- EXERCISE INSTRUCTIONS -
Your task is to return the span of lines beginning at the one with "One keypoint belongs on each instance. Annotate the poster" and ending at the last line of the data, exactly as it stands.

EXERCISE DATA Start Marker

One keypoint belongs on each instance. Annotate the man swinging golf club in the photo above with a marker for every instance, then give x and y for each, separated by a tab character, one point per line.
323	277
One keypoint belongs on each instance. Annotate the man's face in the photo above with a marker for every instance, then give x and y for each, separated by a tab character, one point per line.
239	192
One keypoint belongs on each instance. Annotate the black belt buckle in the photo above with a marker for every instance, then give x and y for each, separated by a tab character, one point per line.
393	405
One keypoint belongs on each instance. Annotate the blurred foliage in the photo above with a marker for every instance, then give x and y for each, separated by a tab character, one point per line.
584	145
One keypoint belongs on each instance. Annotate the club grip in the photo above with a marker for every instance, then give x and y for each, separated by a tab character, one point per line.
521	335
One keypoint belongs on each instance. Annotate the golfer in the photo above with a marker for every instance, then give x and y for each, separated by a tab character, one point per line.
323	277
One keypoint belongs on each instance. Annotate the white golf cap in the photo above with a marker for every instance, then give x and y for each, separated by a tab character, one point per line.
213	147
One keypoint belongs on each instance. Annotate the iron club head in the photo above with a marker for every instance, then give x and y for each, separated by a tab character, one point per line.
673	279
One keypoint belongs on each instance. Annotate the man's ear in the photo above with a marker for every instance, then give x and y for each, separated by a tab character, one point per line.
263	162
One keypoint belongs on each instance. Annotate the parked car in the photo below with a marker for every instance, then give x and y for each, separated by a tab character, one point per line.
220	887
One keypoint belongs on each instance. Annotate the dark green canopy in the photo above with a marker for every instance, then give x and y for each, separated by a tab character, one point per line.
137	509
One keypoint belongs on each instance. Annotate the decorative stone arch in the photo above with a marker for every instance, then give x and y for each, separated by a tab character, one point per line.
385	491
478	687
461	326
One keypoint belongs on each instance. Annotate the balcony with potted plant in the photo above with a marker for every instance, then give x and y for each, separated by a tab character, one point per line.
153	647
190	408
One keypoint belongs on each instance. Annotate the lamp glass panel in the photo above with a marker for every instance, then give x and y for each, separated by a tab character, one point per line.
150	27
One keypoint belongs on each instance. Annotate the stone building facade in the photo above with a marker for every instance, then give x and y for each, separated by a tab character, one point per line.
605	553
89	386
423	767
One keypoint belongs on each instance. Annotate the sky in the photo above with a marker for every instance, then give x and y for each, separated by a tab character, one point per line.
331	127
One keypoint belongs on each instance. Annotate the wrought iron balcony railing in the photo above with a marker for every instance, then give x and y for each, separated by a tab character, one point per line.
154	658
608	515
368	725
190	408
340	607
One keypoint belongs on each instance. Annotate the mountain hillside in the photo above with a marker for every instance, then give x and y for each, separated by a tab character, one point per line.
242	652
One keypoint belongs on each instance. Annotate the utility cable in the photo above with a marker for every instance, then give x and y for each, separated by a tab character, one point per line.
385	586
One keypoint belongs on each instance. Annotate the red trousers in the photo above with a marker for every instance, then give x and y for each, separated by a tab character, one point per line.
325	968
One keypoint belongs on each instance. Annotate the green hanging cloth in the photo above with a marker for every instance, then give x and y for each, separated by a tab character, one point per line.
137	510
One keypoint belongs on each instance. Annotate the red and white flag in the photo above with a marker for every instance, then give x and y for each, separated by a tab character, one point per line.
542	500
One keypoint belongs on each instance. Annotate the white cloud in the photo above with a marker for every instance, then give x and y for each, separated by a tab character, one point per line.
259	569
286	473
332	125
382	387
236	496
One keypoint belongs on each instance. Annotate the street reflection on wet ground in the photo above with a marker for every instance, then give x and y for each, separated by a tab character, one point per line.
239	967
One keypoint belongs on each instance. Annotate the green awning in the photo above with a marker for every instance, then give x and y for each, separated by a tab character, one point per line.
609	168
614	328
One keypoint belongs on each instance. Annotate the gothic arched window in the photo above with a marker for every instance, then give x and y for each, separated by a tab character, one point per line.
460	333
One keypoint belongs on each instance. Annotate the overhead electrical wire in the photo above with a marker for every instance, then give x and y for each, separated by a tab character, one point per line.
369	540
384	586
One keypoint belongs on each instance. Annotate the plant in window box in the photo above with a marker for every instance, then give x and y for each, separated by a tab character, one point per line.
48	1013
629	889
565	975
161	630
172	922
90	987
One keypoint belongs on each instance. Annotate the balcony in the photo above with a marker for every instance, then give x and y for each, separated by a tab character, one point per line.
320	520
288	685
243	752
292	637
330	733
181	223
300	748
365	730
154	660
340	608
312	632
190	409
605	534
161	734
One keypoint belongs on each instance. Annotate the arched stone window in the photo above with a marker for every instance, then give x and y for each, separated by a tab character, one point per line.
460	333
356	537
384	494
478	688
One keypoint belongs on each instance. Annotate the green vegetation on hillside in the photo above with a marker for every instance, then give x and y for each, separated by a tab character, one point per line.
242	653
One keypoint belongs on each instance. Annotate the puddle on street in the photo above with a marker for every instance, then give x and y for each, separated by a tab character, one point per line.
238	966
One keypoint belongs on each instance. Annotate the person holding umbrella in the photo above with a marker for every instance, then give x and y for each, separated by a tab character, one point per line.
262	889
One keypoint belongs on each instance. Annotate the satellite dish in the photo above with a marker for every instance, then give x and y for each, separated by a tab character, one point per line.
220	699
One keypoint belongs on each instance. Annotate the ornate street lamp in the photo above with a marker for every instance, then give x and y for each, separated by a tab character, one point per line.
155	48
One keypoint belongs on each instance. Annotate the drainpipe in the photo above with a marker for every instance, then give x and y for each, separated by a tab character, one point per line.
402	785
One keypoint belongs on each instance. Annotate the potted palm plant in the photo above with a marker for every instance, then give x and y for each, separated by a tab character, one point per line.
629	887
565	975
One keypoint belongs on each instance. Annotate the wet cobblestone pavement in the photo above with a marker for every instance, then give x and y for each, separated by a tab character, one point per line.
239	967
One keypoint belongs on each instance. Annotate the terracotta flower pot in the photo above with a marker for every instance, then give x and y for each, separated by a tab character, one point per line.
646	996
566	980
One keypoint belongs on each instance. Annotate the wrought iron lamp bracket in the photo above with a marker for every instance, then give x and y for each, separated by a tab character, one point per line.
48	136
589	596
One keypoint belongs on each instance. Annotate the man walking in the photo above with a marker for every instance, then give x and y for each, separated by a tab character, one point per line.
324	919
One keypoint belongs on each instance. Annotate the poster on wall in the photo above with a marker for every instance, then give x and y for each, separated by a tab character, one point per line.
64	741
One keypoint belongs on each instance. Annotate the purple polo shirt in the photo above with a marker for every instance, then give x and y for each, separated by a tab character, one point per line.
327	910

EXERCISE DATA End Marker

- OUTPUT FOR THIS EXERCISE -
One keypoint belongs on each instance. Annotate the poster on wall in the photo above with a marker for every instance, then give x and y for each, separated by a tab character, one point per line.
64	741
One keypoint belongs on each instance. Annotate the purple polo shirt in the photo above with a marker for every instance, then give x and y for each, separated by a tab character, one point per line.
327	910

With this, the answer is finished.